Records drawn from a dataset
BEGIN

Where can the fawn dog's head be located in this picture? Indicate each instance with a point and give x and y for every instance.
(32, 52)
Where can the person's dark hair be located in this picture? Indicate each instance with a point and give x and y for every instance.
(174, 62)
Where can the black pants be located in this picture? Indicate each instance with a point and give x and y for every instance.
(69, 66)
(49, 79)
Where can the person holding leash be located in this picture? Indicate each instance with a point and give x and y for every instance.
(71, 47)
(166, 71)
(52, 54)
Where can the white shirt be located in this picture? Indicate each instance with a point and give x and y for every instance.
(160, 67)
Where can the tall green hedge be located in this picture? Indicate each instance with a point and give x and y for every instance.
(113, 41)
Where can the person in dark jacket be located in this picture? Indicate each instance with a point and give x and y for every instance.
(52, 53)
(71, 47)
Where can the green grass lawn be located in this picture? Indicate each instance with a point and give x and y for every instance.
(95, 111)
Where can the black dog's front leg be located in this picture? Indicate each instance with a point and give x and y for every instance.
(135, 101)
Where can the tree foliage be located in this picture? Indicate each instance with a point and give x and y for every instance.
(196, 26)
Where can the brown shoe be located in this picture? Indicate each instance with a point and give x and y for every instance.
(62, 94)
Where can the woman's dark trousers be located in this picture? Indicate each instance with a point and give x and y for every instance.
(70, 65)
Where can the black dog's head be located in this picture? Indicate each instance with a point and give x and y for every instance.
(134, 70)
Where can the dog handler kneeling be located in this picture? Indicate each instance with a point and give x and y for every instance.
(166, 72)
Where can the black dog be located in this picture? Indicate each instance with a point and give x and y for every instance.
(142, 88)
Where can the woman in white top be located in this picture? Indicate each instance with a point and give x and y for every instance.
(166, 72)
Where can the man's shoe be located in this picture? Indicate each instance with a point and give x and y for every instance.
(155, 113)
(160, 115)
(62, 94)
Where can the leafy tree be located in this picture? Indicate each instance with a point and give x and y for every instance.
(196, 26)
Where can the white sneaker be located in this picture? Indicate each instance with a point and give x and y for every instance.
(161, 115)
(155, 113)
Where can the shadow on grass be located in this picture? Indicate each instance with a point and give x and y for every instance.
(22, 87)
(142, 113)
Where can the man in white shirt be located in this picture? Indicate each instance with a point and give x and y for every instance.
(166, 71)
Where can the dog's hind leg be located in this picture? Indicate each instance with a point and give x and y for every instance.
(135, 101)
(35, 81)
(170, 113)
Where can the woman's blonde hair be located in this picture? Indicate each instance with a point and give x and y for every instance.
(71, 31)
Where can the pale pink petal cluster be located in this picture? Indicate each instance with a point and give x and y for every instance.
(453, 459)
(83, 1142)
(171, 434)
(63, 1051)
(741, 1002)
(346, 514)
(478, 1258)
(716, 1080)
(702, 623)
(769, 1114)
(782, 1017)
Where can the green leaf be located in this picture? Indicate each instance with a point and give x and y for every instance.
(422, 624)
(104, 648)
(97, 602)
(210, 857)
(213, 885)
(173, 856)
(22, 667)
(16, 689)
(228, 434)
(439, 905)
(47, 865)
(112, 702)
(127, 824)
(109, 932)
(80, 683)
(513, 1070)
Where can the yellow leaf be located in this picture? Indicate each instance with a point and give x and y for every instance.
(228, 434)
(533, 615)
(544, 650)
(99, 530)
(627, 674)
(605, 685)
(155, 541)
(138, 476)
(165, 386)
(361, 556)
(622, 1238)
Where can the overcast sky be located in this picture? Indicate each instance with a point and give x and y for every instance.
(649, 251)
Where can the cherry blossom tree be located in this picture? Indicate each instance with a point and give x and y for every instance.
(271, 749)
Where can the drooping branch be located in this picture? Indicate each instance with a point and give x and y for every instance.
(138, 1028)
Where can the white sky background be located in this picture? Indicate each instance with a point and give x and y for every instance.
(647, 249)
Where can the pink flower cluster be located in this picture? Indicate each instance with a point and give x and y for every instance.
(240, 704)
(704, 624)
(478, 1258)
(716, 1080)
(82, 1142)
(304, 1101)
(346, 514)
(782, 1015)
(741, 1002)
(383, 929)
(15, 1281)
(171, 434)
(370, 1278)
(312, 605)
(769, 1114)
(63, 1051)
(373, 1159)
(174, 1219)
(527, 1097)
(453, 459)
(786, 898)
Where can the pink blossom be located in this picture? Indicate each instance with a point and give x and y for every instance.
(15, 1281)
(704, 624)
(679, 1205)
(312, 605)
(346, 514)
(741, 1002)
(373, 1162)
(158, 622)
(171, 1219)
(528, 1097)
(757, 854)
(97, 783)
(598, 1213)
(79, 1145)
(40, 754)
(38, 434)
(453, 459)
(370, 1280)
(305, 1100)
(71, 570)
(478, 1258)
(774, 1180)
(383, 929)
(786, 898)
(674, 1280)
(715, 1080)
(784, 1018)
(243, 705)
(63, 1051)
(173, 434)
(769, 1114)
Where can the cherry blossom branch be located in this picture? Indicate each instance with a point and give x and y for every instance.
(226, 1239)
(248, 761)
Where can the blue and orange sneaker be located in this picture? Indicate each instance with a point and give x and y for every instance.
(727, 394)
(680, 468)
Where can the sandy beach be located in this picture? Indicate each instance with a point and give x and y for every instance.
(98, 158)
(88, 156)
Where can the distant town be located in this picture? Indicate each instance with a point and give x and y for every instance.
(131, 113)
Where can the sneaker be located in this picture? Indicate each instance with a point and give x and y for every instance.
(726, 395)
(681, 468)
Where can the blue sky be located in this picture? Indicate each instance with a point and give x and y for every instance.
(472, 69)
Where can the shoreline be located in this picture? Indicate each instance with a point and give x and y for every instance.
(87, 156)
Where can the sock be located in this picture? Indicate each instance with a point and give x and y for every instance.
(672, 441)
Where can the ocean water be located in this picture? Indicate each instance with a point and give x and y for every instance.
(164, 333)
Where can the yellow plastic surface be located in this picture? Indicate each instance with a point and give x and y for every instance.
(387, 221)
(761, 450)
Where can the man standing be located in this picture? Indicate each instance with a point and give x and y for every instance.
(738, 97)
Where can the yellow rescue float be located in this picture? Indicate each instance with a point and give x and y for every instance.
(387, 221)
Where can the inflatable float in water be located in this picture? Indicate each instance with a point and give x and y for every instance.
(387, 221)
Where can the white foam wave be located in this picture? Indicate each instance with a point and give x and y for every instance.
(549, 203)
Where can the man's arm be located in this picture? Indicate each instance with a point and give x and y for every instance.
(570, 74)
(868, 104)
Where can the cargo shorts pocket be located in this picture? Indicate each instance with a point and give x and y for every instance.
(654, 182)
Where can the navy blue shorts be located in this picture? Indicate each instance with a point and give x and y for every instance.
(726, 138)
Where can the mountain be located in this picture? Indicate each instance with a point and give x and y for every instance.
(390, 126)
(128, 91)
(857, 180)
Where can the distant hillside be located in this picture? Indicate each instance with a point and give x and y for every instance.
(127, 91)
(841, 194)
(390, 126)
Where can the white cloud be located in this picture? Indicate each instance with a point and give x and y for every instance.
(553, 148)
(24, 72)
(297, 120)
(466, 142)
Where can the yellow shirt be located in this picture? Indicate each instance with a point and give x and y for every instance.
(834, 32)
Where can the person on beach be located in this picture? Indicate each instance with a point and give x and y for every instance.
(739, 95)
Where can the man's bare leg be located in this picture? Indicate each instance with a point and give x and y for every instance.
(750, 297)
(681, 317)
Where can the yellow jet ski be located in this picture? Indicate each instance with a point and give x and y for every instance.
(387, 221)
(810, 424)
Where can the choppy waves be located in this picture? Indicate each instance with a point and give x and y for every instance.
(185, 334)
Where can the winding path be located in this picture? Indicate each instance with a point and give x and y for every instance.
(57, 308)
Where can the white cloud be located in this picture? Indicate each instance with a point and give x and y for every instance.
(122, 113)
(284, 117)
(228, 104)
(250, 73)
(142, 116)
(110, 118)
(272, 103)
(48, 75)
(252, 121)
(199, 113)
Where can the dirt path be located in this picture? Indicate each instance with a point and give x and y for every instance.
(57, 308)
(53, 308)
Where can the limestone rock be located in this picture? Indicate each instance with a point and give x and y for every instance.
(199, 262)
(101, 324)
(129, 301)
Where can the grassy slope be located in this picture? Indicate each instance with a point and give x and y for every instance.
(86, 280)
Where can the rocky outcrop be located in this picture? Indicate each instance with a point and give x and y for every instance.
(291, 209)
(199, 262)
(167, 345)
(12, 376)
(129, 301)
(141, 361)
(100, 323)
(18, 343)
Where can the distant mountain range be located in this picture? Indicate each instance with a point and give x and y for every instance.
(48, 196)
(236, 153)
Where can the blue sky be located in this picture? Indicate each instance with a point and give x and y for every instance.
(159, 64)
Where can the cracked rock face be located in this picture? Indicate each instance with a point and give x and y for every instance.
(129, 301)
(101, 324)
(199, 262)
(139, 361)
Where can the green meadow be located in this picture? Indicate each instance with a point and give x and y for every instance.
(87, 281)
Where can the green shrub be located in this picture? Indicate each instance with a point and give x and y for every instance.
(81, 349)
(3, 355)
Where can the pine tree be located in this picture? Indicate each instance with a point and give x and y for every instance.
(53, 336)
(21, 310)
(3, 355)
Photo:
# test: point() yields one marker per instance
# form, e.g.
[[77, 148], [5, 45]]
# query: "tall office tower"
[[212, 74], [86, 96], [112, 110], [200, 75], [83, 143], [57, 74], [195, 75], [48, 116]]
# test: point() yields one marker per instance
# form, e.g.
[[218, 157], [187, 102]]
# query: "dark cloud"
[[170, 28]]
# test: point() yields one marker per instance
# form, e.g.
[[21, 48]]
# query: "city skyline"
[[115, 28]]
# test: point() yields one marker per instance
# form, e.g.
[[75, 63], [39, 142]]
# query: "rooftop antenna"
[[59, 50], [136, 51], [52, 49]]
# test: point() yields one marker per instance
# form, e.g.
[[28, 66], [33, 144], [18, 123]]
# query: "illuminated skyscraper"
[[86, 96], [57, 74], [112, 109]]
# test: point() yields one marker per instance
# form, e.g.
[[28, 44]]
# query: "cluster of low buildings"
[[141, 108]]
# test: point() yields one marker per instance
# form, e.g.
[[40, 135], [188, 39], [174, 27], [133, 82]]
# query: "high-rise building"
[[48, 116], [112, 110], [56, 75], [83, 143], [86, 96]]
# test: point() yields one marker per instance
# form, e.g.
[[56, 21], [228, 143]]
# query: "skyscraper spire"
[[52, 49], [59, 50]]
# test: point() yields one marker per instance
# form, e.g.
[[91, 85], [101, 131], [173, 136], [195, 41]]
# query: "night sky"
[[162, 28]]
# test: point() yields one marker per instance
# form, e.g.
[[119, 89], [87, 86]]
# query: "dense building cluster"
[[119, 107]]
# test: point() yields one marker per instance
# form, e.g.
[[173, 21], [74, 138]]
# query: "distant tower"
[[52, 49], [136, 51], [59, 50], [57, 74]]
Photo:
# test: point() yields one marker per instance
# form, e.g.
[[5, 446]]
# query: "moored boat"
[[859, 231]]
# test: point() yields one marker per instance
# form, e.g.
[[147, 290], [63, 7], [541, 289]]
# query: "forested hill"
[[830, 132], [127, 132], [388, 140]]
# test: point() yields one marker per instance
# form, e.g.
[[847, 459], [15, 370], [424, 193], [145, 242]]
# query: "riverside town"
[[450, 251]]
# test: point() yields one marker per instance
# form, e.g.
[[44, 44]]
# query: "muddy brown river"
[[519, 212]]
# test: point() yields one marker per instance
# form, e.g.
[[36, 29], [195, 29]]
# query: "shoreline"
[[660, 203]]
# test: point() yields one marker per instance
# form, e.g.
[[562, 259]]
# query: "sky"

END

• [WHAT TO DO] Retype only the stretch of lines above starting at the one with "Where can the pine" and stopping at the one with "[[28, 66], [33, 144], [18, 123]]", exactly as written, with both kept.

• [RESULT]
Where can the pine tree be located in this picture? Indicate each instance with a point and give x and y for every instance.
(53, 336)
(21, 310)
(3, 355)
Photo:
# test: point() yields one marker per instance
# form, e.g.
[[77, 148], [5, 45]]
# query: "tall office tower"
[[212, 74], [86, 96], [112, 110], [200, 75], [83, 143], [57, 74], [195, 75], [48, 116]]
# test: point() yields one marker per instance
# form, e.g.
[[218, 157], [187, 102]]
# query: "dark cloud"
[[170, 28]]
# test: point() yields one marker per instance
# form, e.g.
[[21, 48]]
# query: "city skyline"
[[115, 28]]
# test: point() yields one marker per instance
# form, e.g.
[[75, 63], [39, 142]]
# query: "rooftop antenna"
[[59, 50], [136, 51], [52, 49]]
# test: point() yields one marker per instance
# form, e.g.
[[28, 66], [33, 144], [18, 123]]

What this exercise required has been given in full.